DATA EXTRACT>
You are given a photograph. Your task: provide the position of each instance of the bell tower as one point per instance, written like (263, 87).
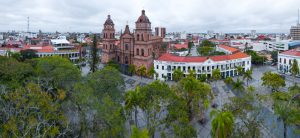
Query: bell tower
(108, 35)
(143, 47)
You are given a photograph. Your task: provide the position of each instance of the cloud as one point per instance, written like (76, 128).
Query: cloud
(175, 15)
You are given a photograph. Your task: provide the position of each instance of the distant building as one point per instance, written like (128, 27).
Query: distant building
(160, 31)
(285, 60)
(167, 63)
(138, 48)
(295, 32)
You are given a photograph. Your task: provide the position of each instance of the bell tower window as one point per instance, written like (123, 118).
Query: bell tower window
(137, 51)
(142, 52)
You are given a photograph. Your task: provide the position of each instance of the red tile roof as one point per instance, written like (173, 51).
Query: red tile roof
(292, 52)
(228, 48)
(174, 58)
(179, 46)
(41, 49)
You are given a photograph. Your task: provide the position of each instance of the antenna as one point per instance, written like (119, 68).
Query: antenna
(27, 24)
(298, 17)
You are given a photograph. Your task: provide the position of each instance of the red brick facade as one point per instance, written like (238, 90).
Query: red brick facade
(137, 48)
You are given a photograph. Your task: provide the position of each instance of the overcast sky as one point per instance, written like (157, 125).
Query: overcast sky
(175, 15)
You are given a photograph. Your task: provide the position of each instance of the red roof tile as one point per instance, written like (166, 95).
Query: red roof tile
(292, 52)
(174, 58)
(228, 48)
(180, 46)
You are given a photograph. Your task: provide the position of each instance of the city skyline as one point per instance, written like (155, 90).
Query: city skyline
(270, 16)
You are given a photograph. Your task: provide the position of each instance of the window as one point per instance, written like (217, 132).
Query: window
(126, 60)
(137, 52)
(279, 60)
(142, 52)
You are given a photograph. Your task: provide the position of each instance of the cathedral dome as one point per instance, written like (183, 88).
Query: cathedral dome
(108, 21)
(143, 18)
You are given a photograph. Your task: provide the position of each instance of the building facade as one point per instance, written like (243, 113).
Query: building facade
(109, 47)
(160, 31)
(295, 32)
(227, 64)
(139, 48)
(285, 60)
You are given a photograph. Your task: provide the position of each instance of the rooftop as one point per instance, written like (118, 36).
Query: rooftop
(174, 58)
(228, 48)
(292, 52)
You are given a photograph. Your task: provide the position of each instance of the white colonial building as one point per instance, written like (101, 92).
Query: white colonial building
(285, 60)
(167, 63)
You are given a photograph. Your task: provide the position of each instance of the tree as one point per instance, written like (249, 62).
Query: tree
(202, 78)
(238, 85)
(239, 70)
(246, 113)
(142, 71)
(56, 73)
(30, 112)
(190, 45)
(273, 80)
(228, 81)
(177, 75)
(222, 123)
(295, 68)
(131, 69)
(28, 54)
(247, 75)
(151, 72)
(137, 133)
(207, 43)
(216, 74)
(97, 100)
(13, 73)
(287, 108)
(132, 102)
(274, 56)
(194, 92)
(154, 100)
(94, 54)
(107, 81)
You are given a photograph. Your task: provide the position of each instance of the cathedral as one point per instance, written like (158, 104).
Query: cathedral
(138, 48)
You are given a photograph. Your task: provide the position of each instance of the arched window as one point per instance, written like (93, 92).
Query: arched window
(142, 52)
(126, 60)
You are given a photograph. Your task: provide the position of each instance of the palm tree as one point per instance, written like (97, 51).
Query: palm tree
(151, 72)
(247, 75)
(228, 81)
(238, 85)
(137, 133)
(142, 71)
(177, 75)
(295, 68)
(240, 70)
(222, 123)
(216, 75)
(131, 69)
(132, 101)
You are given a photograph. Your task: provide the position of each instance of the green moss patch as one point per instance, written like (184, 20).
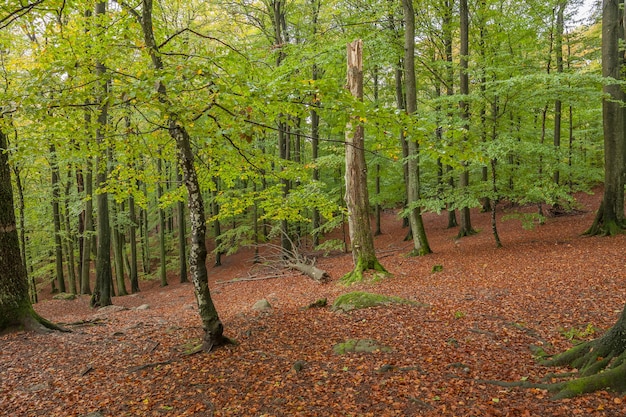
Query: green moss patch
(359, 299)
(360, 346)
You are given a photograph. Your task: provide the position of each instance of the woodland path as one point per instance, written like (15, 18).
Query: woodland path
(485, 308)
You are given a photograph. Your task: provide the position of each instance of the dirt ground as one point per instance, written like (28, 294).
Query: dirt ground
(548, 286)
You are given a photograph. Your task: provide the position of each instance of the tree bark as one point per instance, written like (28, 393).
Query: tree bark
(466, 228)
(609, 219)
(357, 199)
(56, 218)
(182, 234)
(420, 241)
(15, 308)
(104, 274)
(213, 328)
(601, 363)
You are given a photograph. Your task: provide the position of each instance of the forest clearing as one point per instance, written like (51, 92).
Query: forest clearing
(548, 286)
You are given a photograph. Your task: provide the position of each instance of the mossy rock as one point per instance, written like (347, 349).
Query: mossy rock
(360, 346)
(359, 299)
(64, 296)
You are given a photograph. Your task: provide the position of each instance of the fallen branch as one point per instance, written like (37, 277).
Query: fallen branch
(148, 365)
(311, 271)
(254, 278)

TASK BRIEF> Retype each entry exactly. No pictures.

SOLUTION TO THIS PROBLEM>
You are given a photograph. Your task: provide the position of each instance of the bell tower as one point per instance, written like (263, 87).
Query: bell tower
(108, 35)
(143, 47)
You are given a photograph. Your task: provide the position of each instance of the cloud as one point per instance, written like (76, 128).
Query: cloud
(175, 15)
You are given a photograph. Your task: provide the position of each instance of the distant building as one point per instance, written like (128, 27).
Query: distant building
(160, 31)
(285, 60)
(167, 63)
(138, 48)
(295, 32)
You are given a photograph. Your task: provide the position of each instance of the bell tower window as one point per instance, written like (123, 118).
Query: bell tower window
(137, 51)
(142, 52)
You are given a photograph. Your task: provide the position of each instance of the red tile roof as one point per instance, written like (173, 51).
Query: red tile roof
(292, 52)
(228, 48)
(174, 58)
(179, 46)
(41, 49)
You are given a photograph. Your task: provide the position of each instance of the antenna as one point per instance, written like (119, 68).
Query: antenna
(27, 24)
(298, 17)
You are given a photograph. Your task: provide the position of each instance of the red brick facade as one point per instance, written like (238, 90).
Query: red brick facade
(137, 48)
You are given a photograph. Your task: provide the position of each instance of the overcast sky as one point per instance, written like (157, 125).
Query: overcast sky
(175, 15)
You are given a photograph. Your task: provide the position of each instance of the red roof tile as one point per instance, written like (166, 95).
Query: red roof tile
(292, 52)
(174, 58)
(228, 48)
(180, 46)
You are given a photograph. Your task: provide the position of each instance of the city skyline as one point per instance, written like (155, 90).
Query: city skyline
(270, 16)
You are given a photograph. Your task: provide the position of each instance of the window as one point per instance, written like (217, 132).
Query: window
(126, 60)
(137, 52)
(279, 60)
(142, 52)
You are given a photograph. Your task: provide the position of each instance of the cathedral dome as one point per instance, written like (183, 88).
Query: cathedral dome
(108, 21)
(143, 18)
You are given a photograph. Your task: provide the position of each instance of the building facade as one point per instance, written like (243, 113).
Query: building facade
(109, 47)
(160, 31)
(295, 32)
(227, 64)
(139, 48)
(285, 60)
You are given a photograph. Your task: provide the position of each instance of the rooftop as one point per instance, written like (118, 36).
Query: rooftop
(174, 58)
(228, 48)
(292, 52)
You are given a photograph. Your task: provide the position of each instance of the white colonial building as one point per instance, written like (101, 92).
Query: white colonial building
(285, 60)
(167, 63)
You are given a photograph. Your task: provide the position of each instance of the tree as one point per instance, written like (249, 62).
Query: tree
(202, 78)
(238, 85)
(239, 70)
(246, 113)
(142, 71)
(56, 73)
(30, 112)
(190, 45)
(273, 80)
(228, 81)
(177, 75)
(222, 123)
(295, 68)
(131, 69)
(28, 54)
(247, 75)
(151, 72)
(137, 133)
(207, 43)
(216, 74)
(97, 100)
(13, 73)
(287, 108)
(132, 102)
(274, 56)
(194, 92)
(154, 100)
(94, 54)
(107, 81)
You are given a photograph. Your task: provide the position of each instance of the cathedral as one point per instance, written like (158, 104).
Query: cathedral
(138, 48)
You are given a photograph. Your task: provide the position of each instance of the arched window as one point per instance, written like (93, 92).
Query: arched window
(142, 52)
(126, 60)
You are given a photograph. Your task: provide the position of each instance of the palm tree as one point per instance, written like (97, 51).
Query: palm tree
(151, 72)
(247, 75)
(228, 81)
(238, 85)
(137, 133)
(142, 71)
(177, 75)
(295, 68)
(240, 70)
(222, 123)
(216, 75)
(131, 69)
(132, 101)
You are given a photograph. Your task: provide the position of each instance of the green moss patch as one point per instance, written like (184, 20).
Query: green moss patch
(359, 299)
(360, 346)
You are given a photograph. Your task: provide the position of each instance of the woodland path as one point per instance, written like (15, 18).
Query: woodland path
(485, 308)
You are given a photograph. Your task: provide the position of each instance of the dirt ground as one point per instance, written like (28, 294).
Query: dirt ground
(548, 286)
You are given a photograph. Your task: provide the position of each instance of the tree bark as one point per instance, written like (28, 393).
Query: tree bark
(466, 228)
(609, 219)
(357, 199)
(56, 218)
(182, 234)
(420, 241)
(15, 308)
(104, 274)
(213, 328)
(601, 363)
You are given a photograph. Your task: provide the position of each instance of the forest clearing as one point per instance, written like (51, 92).
Query: forest clearing
(548, 286)
You are given a photograph. Your task: provide the position of each instance of the mossy rock as one point per instance, written like (347, 349).
Query: mossy rock
(360, 346)
(359, 299)
(64, 296)
You are given a photograph. Your task: provide the position of each instance of the fallen branch as one point per instance, written like (37, 277).
Query: fallen branch
(148, 365)
(311, 271)
(254, 278)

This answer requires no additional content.